Exactly as written, print each of the entries.
*** Opening DATA FOR THIS TASK ***
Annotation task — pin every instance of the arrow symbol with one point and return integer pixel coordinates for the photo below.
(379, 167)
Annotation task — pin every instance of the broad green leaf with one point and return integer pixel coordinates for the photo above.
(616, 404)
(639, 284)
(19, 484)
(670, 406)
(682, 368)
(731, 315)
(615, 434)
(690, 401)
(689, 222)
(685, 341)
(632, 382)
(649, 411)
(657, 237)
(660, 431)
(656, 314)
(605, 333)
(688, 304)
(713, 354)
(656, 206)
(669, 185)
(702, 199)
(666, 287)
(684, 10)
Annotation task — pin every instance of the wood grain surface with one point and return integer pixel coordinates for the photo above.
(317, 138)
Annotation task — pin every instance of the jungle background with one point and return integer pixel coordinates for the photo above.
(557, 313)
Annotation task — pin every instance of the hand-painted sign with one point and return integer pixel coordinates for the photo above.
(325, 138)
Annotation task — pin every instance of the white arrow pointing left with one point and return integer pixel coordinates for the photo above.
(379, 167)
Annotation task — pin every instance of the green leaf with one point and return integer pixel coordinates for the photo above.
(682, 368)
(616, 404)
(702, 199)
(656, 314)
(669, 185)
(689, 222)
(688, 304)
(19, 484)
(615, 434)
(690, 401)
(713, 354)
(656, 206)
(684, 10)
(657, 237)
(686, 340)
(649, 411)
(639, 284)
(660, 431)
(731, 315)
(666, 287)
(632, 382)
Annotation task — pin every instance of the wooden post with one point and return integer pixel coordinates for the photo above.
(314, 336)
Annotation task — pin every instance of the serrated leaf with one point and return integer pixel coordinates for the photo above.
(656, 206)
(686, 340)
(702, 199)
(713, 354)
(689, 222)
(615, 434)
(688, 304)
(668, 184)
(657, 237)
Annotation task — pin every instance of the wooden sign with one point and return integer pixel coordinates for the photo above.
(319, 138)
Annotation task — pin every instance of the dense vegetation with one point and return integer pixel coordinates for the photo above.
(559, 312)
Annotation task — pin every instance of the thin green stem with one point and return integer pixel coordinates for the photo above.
*** Closing DATA FOR THIS TASK ***
RESPONSE AREA.
Annotation task — pin every instance of the arrow symbol with one point and return integer pixel coordinates for the photo below.
(379, 167)
Annotation task — pin every instance of the broad green leaf with one point and return integer pixel coordinates for the photo above.
(616, 404)
(639, 284)
(19, 484)
(670, 406)
(682, 368)
(731, 315)
(615, 434)
(690, 401)
(689, 222)
(685, 341)
(632, 382)
(649, 411)
(657, 237)
(660, 431)
(656, 314)
(605, 333)
(688, 304)
(713, 354)
(656, 206)
(669, 185)
(702, 199)
(666, 287)
(684, 10)
Annotation task — pin every instance of the wood grain surface with one point and return integer pixel coordinates for the photo above.
(317, 138)
Annotation task — pin every instance of the jungle background with one point and return integer pixel coordinates for the photo above.
(557, 313)
Annotation task — pin every instance of the hand-painted sign with one point and return integer pixel coordinates for the photo above.
(325, 138)
Annotation task — pin every instance of the white arrow pointing left with one point and return integer pixel coordinates for the photo above.
(379, 167)
Annotation task — pin every instance of the green leaf with one point and return integer pixel coordinates for the photo above.
(682, 368)
(616, 404)
(702, 199)
(656, 314)
(669, 185)
(689, 222)
(688, 304)
(19, 484)
(615, 434)
(690, 401)
(713, 354)
(656, 206)
(684, 10)
(657, 237)
(686, 340)
(649, 411)
(639, 284)
(660, 431)
(731, 315)
(666, 287)
(632, 382)
Annotation task — pin every instance of the wooden post with one point and return integer pixel coordinates for the photo above.
(314, 336)
Annotation task — pin every instance of the serrated leaf with one point and return integer pixel coordinates for the photo above.
(656, 206)
(686, 340)
(702, 199)
(713, 354)
(689, 222)
(615, 434)
(688, 304)
(668, 184)
(657, 237)
Annotation task — pin every instance of the wooden sign with one point and return integer pixel coordinates for the photo above.
(319, 138)
Annotation task — pin every instance of the dense vegetation with one point and return integer pixel coordinates for the photo above.
(559, 312)
Annotation task — pin every instance of the thin green stem with one point and return integer pixel coordinates for the photo above.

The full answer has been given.